Exercise requirements:
Reproduce the lines below word for word, leaving out the pictures.

Recorded data:
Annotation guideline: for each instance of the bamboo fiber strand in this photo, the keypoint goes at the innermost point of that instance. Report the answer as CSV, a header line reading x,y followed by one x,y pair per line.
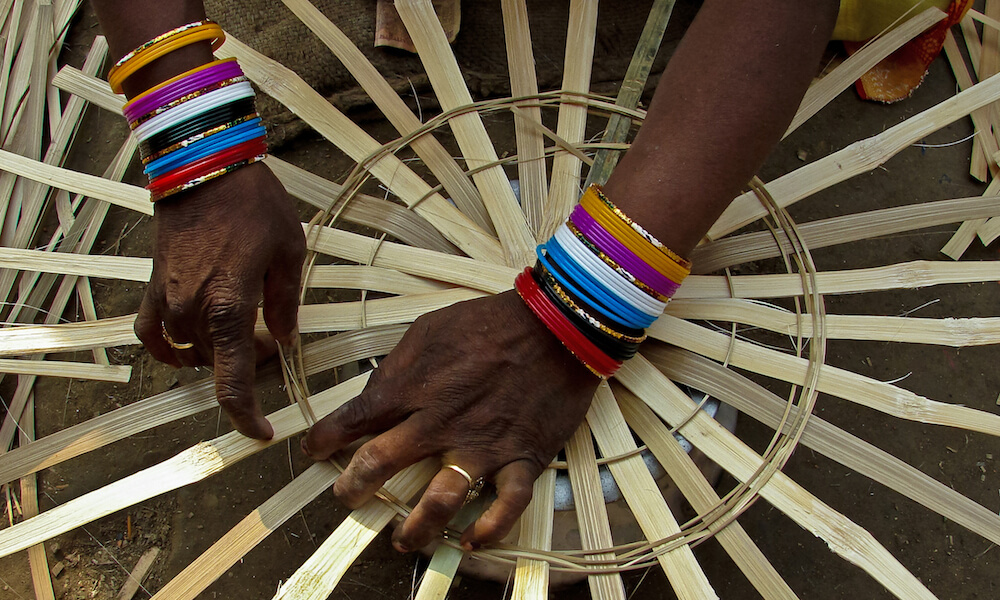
x,y
194,464
591,511
289,89
433,154
822,92
760,245
529,141
470,133
949,331
643,496
856,454
249,532
845,538
564,188
841,383
857,158
531,577
321,572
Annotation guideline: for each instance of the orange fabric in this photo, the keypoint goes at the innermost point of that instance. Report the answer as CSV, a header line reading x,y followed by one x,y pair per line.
x,y
896,77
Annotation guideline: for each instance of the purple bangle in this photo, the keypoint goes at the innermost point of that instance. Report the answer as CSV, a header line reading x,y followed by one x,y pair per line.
x,y
621,254
177,89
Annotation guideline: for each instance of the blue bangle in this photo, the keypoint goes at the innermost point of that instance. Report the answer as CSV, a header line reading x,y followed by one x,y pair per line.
x,y
596,289
205,147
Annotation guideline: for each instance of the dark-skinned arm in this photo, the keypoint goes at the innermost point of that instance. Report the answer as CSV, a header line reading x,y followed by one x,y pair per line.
x,y
483,384
219,247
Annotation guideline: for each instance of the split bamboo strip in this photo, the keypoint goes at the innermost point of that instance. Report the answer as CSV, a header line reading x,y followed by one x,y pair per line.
x,y
456,270
125,268
434,155
320,574
841,383
760,245
856,454
856,158
289,89
822,92
914,274
29,508
252,530
703,498
182,402
631,89
958,333
71,370
449,86
194,464
643,495
114,192
531,577
564,187
592,511
67,337
844,537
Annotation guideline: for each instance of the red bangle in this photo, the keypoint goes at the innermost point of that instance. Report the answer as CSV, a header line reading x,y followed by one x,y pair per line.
x,y
213,162
584,350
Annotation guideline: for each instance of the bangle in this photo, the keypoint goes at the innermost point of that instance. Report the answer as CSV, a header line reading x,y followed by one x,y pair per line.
x,y
161,46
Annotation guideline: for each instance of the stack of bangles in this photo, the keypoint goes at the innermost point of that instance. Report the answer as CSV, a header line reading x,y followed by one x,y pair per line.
x,y
599,282
197,126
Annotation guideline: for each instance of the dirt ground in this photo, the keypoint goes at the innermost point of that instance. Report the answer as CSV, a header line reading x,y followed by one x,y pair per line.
x,y
951,561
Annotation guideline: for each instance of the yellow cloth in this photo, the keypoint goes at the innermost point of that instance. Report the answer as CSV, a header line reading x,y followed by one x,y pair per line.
x,y
860,20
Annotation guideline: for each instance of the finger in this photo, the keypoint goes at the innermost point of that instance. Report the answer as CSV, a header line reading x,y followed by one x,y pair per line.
x,y
437,506
381,458
375,410
514,485
148,326
232,339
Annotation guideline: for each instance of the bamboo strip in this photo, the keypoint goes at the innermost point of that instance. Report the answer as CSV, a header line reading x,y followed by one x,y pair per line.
x,y
249,532
760,245
434,155
320,574
857,158
841,383
470,133
529,142
914,274
179,403
194,464
289,89
821,93
959,333
564,188
120,194
845,538
643,495
592,511
72,370
869,460
531,577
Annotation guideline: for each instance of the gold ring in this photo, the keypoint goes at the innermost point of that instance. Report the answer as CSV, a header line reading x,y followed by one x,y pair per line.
x,y
475,485
171,342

Exercise solution:
Annotation guideline: for each instance of the bamboo fiber strand in this photo, the keypoint goes at the innermost point of that instance. Report the answer as CSV, a header line reading x,y followed by one x,y pair per line.
x,y
194,464
591,511
289,89
433,154
822,92
760,245
529,141
470,133
949,331
643,496
856,454
249,532
845,538
564,188
841,383
857,158
531,577
321,572
Annotation guideline: for each instance of the orange fabric in this photo, the keypoint goes at the innermost point of that instance. Report the answer as CSV, a header line reading x,y followed by one x,y pair per line.
x,y
896,77
Annotation guideline: for each instance of the purple bangle in this photo, the keypoint goes at the innermost point of that instance. Report the answer as CSV, a header line reading x,y followed by one x,y pair per line.
x,y
621,254
177,89
Annotation guideline: for each instance of the blue bangle in this photo, the keypoint goes at the innermost point of that instance. Report the answer as CSV, a header line reading x,y followed by one x,y pair per line.
x,y
596,289
205,147
Annotation guideline: for each instance of the dark-skinned arm in this photo, the keypoint goes at the innermost point of that instance. Report the answer as CSV, a header line reading x,y followed by one x,y pair per line.
x,y
483,384
219,247
Annotation guideline: for each instance of the split bamboo strip in this photo, the keypoint goes at the innermost point of that instance. Report the answer as CSV, a header line reading x,y followed by one x,y pair per line.
x,y
456,270
125,268
434,155
320,574
841,383
760,245
856,454
856,158
289,89
822,92
914,274
29,508
252,530
703,498
182,402
631,89
958,333
71,370
449,86
194,464
643,495
114,192
531,577
564,187
592,511
67,337
844,537
Annotation guideline: for each instance of the red bangle in this photo, the keypoint goes at the innermost point of that instance. Report the answer as CSV, a header line reading x,y followed by one x,y pair per line.
x,y
213,162
584,350
Annotation guideline: for each instance of the bangle in this photo, the keypoint goes at the innermost point of that instance. Report the answer as CSV, a header line reading x,y followed by one x,y pair per line.
x,y
161,46
Annotation guideline: for each instance of the stack of bangles in this photo, the keypoint goes at the innermost point of that instance. Report the answer as CSV, a header line reading x,y followed by one x,y pair per line.
x,y
599,282
197,126
Annotation guideline: for each instance of the dirt ground in this photo, the keypoint goes at the innermost point of that instance. Report the answer as CSV, a header line reading x,y followed by one x,y pair per line.
x,y
951,561
Annotation guideline: for each instance of the yellow cloth in this photo, the keypoint goes at the innermost point of that instance. Report the answer as CSV, a header line reading x,y followed by one x,y pair per line.
x,y
860,20
Annotation guideline: for each instance of the finger in this photo, the keypoint goes at the innermost point of that instance. Report the answer as CSV, a header line reading x,y followed by one x,y pair per line.
x,y
437,506
381,458
375,410
514,485
148,326
232,339
Annotation guideline: for each instance of the bamboo strip in this photo, the keypoint goes at the innermost point of that instance. Report the answer as CSV, a header line reading x,y followed by one x,y pair per line.
x,y
249,532
760,245
434,155
320,574
857,158
841,383
470,133
529,142
914,274
179,403
194,464
289,89
821,93
959,333
564,188
120,194
845,538
643,495
592,511
72,370
869,460
531,577
Annotation guideline: for each instance of the gold ring in this photo, the keypoint goes at the innermost point of that instance. Report the answer as CSV, a header line reading x,y followed by one x,y pair per line.
x,y
475,485
171,342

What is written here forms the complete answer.